**** Excerpted text ****

Now we just wait to see what Matt has to say next time he drops in, then we'll find out what he's thinkin' about.


----------



## bradofshaw (Mar 9, 2006)

It's like, ya know, the matrix and stuff...

:bigsmile:


----------



## WrittenFromUtopia (Mar 9, 2006)

To say God is simply omnipresent is problematic unless clarified carefully. God is not material, He is transcendentally present (or non present corporeally) within our reality. I don't believe it is accurate to say that God is everywhere, broadly speaking. That is more akin to Hegel and other pantheism.


----------



## C. Matthew McMahon (Mar 9, 2006)

> _Originally posted by Contra_Mundum_
> "In him we live and move and have our being."
> 
> We are not God; God is not us; panthesism is false.
> ...



Bruce - that's great. I'm there with you. 

Still, if He is our enviornment, is it like a fish in water? How do we exist for him?

To say that a thought of God is degrading would be to degenerate the thoughts of God. No thought of God is degrating. It would actually be the opposite - because we ARE a thought of God, WOW! that God would actually create "out of nothing" by word (thought?) us.

Funny Ivan, on the drop in and out thing. 


I really don't mean to do that. I pop in as I have a break at work, or lunch.

I've been thinking about this for about 4 months. I don't like where Edwards and Gestner go with this - its almost pantheistic.

BUT - this is a tough subject.

On the "nothing", I think we should classify that as "non-created." Created matter of any kind did not exist before it was created. But if that matter holds a position "in God" as our enviornment, does that creation take up a place where God is not. I say NO. 

God is everwhere present, even penetrating, or maybe upholding all things by His power. Hebrews 1:3 "and upholding all things by the word of His power." Acts 17:28 "for in Him we live and move and have our being." Ephesians 1:23 "the fullness of Him who fills all in all." 

Colossians is a clincher on this: Colossians 1:17 And He is before all things, and *in Him* _all things_ consist.

Gabe's warning is a good one. If God is spiritually upholding everything, then how does material interect with spiritual? Is this just a mystery? However, we still need to have a good way of addressing the question "how do we exist for God "in Him?""

[Edited on 3-9-2006 by C. Matthew McMahon]


----------



## ANT (Mar 9, 2006)

> _Originally posted by C. Matthew McMahon_
> 
> However, we still need to have a good way of addressing the question "how do we exist for God "in Him?""
> 
> [Edited on 3-9-2006 by C. Matthew McMahon]




I think only God can understand how we exist for Him. We can but merely speculate.


----------



## bradofshaw (Mar 9, 2006)

> On the "nothing", I think we should classify that as "non-created." Created matter of any kind did not exist before it was created. But if that matter holds a position "in God" as our enviornment, does that creation take up a place where God is not. I say NO.

****

Task statement:
Extend the forum thread on God's omnipresence past its final quoted line by writing bradofshaw's reply to that quote. The records further down have no connection to the forum thread on God's omnipresence.

**** Provided data ****

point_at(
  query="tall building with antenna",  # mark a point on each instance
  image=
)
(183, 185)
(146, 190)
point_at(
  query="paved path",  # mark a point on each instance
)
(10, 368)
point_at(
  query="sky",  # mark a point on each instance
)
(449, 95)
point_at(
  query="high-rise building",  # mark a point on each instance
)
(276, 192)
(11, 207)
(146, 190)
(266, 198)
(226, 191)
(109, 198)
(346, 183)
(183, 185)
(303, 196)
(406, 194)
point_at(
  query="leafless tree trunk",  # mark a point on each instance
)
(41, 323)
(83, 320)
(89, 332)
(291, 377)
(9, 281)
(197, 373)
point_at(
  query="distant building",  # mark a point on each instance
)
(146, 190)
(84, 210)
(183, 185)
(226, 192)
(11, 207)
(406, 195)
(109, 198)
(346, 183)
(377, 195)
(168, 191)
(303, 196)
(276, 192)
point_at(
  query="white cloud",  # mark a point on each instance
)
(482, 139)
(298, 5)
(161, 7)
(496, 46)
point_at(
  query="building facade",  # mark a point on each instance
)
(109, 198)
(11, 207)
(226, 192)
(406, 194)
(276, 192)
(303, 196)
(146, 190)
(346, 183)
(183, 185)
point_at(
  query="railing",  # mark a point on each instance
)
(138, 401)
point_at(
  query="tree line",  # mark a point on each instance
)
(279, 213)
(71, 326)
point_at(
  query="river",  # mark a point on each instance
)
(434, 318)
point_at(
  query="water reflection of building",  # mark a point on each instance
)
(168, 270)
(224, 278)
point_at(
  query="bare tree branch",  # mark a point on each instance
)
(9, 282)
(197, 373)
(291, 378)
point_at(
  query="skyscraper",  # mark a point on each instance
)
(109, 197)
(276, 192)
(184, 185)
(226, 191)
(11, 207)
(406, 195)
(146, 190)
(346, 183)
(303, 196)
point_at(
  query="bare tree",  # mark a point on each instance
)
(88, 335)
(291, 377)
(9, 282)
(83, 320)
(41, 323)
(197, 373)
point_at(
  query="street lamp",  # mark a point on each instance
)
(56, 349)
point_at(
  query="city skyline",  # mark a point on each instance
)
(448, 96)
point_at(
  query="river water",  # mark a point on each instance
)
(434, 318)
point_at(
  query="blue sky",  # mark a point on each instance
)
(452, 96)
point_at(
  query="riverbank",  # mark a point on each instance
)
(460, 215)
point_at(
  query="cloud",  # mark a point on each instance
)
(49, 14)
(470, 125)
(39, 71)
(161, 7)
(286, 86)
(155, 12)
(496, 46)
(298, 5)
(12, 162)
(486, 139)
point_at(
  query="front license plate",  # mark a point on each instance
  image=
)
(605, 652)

****
**** Provided data ****

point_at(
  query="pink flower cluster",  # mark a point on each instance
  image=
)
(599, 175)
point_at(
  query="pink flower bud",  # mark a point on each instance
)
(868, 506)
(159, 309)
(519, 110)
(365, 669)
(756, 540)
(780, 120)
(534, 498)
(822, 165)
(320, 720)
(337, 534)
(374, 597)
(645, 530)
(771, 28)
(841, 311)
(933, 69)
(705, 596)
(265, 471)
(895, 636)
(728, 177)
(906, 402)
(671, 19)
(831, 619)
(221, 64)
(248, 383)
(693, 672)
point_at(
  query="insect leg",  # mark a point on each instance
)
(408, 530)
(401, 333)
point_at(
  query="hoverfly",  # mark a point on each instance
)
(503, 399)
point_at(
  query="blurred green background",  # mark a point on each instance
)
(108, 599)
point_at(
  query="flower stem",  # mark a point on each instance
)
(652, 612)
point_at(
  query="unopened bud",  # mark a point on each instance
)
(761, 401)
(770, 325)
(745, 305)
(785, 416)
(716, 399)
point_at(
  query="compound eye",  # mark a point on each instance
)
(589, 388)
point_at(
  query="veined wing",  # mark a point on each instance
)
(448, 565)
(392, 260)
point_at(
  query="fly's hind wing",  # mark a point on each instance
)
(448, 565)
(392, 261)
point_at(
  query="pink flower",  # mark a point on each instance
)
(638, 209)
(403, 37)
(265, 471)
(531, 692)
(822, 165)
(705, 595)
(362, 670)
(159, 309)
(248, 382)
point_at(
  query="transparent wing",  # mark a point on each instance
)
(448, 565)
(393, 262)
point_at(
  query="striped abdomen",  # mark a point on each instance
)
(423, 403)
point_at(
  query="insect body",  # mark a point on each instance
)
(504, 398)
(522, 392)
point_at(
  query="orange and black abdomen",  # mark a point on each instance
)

****

Output of the exercise:
We exist only in thought: 

What does it mean to say this? When we as humans think, it does not necessarily come to be. Creation is when we take the thoughts in our mind and bring them about in our external, observable reality. We can only do this via other created material, but we can bring about things external to ourselves and make them more than thought. But if God can only create in thought, than God is limited. He cannot bring it about in substance. He is unable to create anything besides himself, because nothing exists besides God. I think that is the logical conclusion of your question.

Furthermore, if you are going to say that God does not create substance other than Himself, than either we do not exist substantially, or we are the same substance as God. Now to say God can create thought other than himself, makes things worse. We still have to deal with the claims that God is omnipresent. How is God present in thoughts which are not himself? We have the same problem, we have just moved the object from the outside of God, to the inside of God.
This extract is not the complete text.